START Dataset content
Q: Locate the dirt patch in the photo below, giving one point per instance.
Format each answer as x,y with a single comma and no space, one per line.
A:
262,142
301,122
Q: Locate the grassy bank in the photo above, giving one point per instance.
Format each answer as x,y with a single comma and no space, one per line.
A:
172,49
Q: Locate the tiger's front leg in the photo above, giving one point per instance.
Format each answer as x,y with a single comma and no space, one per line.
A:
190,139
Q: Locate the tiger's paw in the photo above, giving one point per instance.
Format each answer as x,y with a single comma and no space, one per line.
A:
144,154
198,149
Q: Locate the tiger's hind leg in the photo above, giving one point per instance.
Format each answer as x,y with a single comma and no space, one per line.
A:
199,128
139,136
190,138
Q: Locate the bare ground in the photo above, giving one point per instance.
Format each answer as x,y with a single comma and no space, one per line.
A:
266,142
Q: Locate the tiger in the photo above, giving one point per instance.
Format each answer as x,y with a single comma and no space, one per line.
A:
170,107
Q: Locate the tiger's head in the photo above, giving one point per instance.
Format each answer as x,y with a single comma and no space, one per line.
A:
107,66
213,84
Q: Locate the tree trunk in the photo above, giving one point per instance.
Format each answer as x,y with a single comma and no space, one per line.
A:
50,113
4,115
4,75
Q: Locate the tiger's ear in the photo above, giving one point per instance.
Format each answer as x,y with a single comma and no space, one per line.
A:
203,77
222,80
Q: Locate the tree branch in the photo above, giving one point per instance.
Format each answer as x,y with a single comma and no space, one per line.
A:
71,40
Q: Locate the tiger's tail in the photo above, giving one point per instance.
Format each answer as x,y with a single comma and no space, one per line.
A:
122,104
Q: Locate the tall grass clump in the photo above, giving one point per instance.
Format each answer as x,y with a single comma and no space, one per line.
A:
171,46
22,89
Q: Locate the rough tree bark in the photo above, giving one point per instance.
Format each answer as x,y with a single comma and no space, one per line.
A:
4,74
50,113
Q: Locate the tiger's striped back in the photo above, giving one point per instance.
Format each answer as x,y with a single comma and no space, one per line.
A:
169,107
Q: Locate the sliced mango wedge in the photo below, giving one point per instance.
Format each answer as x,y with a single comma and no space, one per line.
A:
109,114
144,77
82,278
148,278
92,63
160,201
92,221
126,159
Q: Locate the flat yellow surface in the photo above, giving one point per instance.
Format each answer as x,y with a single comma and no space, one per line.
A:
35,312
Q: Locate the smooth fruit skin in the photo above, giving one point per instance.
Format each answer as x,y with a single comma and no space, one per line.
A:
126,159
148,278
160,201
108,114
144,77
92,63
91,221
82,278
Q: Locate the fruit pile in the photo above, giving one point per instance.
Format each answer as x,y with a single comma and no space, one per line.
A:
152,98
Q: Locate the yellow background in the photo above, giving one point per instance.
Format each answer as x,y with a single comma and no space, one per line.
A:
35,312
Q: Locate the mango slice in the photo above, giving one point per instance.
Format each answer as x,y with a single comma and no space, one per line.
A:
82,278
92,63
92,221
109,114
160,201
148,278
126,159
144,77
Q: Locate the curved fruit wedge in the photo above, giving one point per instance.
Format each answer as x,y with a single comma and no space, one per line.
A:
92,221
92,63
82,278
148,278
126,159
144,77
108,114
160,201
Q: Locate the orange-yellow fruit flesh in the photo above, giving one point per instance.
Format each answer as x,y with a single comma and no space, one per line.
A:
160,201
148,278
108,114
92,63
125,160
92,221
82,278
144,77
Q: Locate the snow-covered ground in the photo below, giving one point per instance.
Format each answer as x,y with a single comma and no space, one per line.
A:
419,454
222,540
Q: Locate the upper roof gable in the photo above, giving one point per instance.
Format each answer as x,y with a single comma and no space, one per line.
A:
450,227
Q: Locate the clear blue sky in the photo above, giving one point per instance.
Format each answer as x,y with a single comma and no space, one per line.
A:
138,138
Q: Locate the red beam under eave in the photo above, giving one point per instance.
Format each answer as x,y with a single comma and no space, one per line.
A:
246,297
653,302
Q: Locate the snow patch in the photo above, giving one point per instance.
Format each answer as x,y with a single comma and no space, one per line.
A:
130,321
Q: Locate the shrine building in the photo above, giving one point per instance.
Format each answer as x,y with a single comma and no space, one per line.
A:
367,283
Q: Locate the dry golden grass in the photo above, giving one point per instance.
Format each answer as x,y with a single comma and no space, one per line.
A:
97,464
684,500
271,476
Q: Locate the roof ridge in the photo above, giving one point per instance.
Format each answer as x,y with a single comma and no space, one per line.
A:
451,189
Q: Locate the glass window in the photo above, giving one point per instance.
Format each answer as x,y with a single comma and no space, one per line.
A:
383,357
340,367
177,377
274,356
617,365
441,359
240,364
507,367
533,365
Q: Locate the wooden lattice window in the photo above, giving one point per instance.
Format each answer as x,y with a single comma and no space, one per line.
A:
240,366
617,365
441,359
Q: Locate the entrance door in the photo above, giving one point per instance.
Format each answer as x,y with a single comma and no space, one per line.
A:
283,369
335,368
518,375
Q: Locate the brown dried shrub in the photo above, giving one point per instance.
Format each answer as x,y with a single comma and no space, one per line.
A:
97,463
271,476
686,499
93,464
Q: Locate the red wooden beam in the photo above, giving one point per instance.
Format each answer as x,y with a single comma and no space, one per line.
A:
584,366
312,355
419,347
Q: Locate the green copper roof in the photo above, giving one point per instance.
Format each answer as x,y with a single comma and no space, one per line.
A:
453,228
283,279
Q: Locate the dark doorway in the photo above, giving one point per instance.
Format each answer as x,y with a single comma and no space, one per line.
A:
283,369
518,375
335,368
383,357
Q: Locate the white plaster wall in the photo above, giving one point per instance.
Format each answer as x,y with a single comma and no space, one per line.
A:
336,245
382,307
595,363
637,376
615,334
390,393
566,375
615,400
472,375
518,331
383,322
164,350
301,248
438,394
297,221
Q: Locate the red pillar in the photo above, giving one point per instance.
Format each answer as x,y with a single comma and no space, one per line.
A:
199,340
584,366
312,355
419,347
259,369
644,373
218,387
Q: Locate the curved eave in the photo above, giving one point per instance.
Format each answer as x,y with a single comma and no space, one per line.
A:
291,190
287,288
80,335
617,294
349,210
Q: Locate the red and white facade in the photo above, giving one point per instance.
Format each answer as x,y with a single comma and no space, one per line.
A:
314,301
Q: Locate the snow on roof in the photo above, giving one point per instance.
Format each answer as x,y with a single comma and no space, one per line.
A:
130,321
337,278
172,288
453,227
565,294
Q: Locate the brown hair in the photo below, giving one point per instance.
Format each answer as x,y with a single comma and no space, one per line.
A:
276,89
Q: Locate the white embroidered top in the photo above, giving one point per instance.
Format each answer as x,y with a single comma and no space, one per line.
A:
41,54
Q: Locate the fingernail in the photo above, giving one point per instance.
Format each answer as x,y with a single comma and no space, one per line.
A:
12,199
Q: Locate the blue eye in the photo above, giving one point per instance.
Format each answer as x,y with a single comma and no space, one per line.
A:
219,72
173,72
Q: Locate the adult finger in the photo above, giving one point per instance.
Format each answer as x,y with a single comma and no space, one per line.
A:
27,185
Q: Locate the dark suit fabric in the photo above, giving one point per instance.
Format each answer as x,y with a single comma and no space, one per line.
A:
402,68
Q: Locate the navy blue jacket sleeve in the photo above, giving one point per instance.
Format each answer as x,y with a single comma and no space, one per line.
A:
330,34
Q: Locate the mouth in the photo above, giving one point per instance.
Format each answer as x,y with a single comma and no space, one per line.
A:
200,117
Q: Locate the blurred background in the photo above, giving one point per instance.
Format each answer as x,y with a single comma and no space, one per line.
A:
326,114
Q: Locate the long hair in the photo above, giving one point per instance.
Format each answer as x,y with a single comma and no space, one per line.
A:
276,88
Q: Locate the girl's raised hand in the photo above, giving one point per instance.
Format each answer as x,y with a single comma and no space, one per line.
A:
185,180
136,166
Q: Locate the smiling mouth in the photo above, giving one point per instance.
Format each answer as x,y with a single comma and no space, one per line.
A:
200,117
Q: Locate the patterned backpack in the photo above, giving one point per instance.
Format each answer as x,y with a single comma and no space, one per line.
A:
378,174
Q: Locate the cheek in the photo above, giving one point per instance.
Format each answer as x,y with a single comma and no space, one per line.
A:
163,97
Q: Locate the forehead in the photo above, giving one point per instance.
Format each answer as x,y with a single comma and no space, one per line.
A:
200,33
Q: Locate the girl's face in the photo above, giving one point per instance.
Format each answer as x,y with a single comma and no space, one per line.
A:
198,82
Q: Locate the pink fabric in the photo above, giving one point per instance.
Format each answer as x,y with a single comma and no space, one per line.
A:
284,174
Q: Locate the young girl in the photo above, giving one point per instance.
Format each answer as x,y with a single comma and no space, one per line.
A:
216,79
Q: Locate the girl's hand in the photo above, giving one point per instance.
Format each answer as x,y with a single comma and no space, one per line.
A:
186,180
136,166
END Dataset content
Return each line among the entries that holds the word "roof".

Exercise answer
Q: Locate the upper roof gable in the photo above, giving one point per instance.
Q: Locate the roof ridge in the photo above, giving one point per instance.
Q: Locate the green copper roof in the photo above, giving one point per instance.
Q: Locate the snow on roof in the photo above, giving one point per instance.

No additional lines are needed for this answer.